» **The exercise**: Lay out the material from the line with "Where can the gray" through the end as a two-column CSV headed input and output. Give one row for each text and its answer, with each one in a single quoted field and line breaks turned into spaces.

start Data shown

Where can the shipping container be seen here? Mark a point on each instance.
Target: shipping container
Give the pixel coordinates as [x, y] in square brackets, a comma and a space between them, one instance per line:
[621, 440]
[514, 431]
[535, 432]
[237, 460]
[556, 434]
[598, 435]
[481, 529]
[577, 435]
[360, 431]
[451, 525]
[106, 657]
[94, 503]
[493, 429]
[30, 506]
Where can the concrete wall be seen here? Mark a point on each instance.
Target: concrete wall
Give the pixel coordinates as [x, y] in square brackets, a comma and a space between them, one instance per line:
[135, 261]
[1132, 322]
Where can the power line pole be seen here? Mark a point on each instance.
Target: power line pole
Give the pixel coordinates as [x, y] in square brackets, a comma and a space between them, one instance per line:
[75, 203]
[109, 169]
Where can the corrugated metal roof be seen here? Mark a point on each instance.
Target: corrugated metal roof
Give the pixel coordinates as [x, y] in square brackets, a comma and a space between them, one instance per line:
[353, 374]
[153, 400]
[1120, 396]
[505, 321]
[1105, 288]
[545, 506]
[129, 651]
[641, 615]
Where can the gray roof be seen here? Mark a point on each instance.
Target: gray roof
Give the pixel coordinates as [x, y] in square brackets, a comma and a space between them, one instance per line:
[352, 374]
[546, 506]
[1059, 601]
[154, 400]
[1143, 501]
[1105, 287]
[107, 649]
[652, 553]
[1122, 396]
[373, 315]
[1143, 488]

end Data shown

» **Correct response**:
input,output
"Where can the gray roof be seen here? Mark a point on each instance. Target: gray roof Give the pixel coordinates as [x, y] in square brackets, a comma and a space between them, one instance per line:","[352, 374] [546, 506] [1059, 601] [154, 400] [1143, 501] [1105, 287] [107, 649] [652, 553] [1122, 396] [373, 315] [1143, 488]"